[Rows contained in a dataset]
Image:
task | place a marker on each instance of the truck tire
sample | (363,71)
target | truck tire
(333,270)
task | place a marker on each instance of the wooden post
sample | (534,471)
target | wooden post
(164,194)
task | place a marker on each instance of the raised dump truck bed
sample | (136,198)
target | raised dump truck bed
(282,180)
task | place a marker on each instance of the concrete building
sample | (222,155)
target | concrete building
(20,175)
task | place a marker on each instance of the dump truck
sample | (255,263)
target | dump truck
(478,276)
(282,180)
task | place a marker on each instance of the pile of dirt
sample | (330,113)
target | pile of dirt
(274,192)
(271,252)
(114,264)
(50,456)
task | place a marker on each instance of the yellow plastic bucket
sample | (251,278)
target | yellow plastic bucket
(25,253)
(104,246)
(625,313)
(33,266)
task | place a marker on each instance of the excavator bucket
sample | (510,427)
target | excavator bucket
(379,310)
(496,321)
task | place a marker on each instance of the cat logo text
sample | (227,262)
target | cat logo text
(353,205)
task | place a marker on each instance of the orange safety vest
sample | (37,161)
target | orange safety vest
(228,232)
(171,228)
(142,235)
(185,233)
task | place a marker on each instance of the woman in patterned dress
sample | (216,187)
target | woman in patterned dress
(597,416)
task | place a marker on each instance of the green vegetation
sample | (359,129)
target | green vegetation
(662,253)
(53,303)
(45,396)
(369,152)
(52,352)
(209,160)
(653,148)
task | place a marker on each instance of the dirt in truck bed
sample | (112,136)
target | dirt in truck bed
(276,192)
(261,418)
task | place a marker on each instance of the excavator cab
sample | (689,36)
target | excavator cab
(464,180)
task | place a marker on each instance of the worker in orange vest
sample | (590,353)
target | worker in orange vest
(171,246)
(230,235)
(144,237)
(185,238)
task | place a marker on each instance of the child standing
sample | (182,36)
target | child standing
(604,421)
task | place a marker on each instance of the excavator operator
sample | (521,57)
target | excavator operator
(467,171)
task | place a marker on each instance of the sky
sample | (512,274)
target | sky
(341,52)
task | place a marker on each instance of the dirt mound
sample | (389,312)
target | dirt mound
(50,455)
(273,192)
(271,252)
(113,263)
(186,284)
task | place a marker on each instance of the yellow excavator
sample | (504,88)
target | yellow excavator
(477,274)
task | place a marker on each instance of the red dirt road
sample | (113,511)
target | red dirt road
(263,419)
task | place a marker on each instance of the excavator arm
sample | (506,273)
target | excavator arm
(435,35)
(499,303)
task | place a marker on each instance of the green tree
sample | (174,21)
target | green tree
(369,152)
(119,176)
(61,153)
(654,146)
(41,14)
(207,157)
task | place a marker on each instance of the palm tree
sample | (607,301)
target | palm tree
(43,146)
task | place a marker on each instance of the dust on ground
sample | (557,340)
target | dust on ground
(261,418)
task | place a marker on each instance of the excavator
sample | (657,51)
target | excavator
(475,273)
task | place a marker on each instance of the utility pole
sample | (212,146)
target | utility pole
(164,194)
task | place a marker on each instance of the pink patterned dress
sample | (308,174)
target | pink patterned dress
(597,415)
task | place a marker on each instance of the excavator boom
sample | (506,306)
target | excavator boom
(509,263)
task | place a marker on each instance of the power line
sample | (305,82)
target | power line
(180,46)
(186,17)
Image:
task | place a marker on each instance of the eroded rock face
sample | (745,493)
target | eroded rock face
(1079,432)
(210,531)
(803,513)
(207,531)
--
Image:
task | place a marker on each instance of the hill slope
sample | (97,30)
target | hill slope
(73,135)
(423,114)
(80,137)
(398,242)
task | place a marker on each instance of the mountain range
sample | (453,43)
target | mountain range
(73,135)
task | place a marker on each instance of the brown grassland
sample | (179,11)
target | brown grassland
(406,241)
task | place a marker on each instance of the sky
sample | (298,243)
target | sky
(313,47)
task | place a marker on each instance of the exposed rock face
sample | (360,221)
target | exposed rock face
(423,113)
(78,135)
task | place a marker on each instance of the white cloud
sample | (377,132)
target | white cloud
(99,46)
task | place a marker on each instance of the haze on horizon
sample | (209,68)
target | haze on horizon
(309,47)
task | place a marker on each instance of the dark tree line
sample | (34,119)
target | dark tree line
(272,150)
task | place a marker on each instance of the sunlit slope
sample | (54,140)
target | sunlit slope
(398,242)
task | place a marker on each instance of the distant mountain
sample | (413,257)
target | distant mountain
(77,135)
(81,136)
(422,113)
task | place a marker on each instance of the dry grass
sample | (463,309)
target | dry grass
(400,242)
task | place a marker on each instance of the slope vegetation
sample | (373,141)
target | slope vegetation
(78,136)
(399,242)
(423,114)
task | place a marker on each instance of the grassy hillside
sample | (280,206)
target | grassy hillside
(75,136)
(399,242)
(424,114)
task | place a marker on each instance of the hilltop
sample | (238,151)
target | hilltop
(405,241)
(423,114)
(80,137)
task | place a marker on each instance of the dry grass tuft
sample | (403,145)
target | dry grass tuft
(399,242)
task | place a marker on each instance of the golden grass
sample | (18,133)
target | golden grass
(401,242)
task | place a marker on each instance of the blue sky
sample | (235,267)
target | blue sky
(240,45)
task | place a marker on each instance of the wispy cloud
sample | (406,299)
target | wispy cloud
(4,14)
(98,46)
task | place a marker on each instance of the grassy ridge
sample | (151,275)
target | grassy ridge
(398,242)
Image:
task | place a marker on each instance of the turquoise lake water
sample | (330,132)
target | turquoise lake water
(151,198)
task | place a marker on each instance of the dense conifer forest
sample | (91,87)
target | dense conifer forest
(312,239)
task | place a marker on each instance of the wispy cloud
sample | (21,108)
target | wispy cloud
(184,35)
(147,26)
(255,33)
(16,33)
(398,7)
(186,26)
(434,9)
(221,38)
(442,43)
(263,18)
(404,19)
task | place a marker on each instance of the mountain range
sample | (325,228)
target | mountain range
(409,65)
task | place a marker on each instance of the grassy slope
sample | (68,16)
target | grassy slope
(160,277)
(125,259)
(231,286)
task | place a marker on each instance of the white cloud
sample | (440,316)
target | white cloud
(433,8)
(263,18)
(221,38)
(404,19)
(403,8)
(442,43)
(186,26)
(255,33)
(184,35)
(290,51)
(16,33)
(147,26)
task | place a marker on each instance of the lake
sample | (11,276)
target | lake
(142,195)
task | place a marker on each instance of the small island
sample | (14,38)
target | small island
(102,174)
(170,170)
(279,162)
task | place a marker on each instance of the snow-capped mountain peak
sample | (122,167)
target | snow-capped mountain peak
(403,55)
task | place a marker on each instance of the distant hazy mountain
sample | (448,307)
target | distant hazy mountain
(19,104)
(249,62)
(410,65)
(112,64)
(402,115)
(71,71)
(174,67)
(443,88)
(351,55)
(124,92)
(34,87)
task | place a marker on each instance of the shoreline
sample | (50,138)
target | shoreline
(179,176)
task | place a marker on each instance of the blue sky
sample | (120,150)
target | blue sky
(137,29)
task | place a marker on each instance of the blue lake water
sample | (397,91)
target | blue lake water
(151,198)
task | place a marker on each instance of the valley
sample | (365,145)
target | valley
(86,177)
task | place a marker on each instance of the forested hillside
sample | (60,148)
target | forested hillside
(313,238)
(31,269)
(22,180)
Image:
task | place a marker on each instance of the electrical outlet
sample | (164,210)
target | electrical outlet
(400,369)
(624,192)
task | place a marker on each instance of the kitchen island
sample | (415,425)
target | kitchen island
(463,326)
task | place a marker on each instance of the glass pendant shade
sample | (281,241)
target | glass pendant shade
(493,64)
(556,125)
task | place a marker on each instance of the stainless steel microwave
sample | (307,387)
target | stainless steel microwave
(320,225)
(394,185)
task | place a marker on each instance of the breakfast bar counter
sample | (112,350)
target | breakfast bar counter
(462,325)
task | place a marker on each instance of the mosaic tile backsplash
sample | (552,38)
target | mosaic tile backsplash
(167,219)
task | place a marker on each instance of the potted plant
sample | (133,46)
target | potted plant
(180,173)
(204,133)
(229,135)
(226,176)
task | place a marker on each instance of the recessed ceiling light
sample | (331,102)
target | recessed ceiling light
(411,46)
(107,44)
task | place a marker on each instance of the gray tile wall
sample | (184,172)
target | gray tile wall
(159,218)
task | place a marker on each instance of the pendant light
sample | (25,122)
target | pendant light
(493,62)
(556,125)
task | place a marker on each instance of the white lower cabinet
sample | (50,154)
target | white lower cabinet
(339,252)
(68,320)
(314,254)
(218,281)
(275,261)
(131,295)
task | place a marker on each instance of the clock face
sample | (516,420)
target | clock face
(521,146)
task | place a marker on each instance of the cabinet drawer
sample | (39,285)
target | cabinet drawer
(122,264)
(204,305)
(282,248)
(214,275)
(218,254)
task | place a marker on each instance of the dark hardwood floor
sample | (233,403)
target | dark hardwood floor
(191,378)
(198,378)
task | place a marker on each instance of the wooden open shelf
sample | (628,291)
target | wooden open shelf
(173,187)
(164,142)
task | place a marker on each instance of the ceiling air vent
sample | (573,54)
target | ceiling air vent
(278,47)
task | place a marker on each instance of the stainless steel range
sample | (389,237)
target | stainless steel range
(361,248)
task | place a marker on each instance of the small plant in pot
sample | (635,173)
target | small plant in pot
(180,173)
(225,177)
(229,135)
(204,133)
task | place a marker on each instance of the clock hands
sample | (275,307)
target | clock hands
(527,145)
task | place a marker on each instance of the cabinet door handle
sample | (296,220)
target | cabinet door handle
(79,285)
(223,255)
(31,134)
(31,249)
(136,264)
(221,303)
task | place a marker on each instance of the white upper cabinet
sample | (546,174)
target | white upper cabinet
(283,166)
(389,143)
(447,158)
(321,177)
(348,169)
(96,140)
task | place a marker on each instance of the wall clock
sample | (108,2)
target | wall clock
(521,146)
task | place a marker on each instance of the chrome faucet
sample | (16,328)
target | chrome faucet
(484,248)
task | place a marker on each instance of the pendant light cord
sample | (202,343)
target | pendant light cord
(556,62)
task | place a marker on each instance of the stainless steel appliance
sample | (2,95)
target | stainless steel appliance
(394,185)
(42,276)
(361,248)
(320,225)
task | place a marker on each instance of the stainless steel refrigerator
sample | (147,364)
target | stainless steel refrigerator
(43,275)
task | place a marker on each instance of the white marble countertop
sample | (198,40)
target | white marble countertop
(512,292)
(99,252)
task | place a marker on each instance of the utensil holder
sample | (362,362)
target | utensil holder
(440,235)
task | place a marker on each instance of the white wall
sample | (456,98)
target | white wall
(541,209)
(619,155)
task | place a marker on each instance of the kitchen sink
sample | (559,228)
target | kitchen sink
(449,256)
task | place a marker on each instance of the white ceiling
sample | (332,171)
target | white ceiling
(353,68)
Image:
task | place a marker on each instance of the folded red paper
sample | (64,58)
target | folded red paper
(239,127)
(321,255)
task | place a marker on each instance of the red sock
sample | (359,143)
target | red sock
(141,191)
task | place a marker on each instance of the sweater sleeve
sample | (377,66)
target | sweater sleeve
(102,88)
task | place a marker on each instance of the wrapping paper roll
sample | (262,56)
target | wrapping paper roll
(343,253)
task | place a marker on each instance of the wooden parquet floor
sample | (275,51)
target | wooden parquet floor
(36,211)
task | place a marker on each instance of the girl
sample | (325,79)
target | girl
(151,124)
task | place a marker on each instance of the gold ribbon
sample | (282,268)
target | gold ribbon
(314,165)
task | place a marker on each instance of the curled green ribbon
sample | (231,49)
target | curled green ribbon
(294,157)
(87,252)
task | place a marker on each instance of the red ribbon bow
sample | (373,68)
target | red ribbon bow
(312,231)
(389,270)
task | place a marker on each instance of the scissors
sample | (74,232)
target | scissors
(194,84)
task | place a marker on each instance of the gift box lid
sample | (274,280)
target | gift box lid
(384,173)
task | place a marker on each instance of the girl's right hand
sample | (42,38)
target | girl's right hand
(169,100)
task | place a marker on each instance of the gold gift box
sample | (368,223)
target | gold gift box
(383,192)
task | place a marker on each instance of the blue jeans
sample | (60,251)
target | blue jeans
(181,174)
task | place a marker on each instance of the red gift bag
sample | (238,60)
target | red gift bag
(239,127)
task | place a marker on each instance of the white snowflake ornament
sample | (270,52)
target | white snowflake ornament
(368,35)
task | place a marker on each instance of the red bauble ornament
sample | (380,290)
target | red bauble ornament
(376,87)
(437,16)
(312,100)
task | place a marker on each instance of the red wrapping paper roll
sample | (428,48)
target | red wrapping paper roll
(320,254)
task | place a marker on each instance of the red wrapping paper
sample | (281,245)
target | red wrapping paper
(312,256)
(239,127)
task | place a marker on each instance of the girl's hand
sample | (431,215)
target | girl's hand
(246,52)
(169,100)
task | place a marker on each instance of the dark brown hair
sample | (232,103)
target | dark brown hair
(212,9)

* **Written problem**
How many lines in the rows above contain the word "operator"? Reply with the number alone.

* **Solved problem**
2